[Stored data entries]
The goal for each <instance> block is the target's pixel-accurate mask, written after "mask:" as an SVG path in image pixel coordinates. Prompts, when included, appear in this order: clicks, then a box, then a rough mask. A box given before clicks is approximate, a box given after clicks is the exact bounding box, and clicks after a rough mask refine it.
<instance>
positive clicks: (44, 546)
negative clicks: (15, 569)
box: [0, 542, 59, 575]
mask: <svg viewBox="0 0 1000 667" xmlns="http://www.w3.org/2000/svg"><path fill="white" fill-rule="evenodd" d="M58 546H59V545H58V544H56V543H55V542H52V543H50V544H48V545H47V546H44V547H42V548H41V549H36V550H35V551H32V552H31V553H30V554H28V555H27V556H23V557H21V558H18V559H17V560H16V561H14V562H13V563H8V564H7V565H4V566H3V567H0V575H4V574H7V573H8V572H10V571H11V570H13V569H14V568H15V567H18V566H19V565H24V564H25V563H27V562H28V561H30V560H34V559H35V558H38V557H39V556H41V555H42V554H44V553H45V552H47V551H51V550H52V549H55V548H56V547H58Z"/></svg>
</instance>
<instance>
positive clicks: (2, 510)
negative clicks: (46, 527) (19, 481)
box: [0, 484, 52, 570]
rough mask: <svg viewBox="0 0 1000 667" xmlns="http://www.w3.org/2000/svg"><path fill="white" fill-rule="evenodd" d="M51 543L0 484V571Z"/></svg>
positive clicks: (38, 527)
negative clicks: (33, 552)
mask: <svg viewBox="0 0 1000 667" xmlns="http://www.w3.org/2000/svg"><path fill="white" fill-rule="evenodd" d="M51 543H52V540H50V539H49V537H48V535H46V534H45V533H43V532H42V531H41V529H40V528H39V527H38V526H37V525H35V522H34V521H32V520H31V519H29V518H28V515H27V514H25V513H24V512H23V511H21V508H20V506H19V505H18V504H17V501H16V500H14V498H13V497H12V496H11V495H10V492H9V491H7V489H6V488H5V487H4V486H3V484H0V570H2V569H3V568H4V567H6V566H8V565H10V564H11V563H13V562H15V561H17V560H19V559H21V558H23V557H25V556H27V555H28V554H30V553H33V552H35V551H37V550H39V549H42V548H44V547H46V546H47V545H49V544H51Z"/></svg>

◆ Problem ◆
Copy out each line of the data above, exactly, if it lies between the line holding "rough mask: <svg" and the line holding "positive clicks: (38, 527)", inclusive; copy no other line.

◆ Result of the task ◆
rough mask: <svg viewBox="0 0 1000 667" xmlns="http://www.w3.org/2000/svg"><path fill="white" fill-rule="evenodd" d="M51 543L0 484V571Z"/></svg>
positive clicks: (38, 527)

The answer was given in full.